Lines holding the string "rock" are the ones to copy; find them all in the data.

╭─ Source data

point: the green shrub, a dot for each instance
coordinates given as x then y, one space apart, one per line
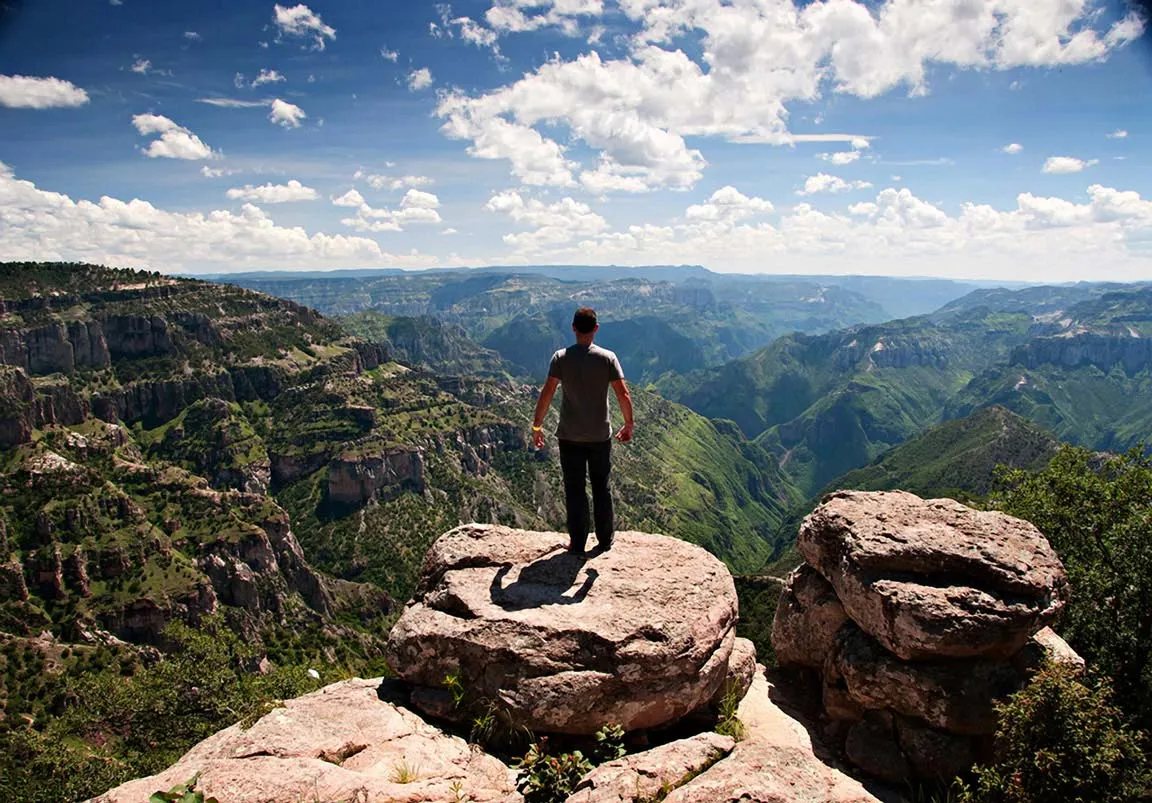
1061 740
542 778
1097 515
727 722
184 793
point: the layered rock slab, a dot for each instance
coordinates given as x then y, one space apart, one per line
340 743
639 635
649 774
932 578
775 763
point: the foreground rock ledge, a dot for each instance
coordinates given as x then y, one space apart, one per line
340 743
639 635
932 577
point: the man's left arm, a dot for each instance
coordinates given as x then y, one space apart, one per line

╰─

Problem solution:
point: the layered rock slab, a dot for each instance
point: the foreground rock ledge, a dot for each instance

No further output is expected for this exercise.